### WHAT IS ASKED
Could you copy out the material below line for line, with every character unchanged?

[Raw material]
========

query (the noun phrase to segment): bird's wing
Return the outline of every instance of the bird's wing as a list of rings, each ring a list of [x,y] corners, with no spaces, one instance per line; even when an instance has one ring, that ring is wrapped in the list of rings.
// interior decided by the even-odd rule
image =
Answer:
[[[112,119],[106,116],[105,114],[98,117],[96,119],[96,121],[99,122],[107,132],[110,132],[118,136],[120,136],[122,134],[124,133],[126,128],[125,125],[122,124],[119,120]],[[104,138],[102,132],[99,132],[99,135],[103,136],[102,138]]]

========

### SOLUTION
query (the noun phrase to segment): bird's wing
Return the outline of every instance of the bird's wing as a list of rings, each ring a list of [x,y] corners, with no spaces, one instance per line; even when an instance has one ring, that ring is wrapped in the list of rings.
// interior decided by the even-odd rule
image =
Answer:
[[[112,119],[106,116],[105,114],[98,117],[96,119],[96,121],[99,122],[107,132],[110,132],[118,136],[120,136],[122,134],[124,133],[126,128],[125,125],[122,124],[119,120]],[[104,138],[102,132],[99,132],[99,135],[103,136],[102,138]]]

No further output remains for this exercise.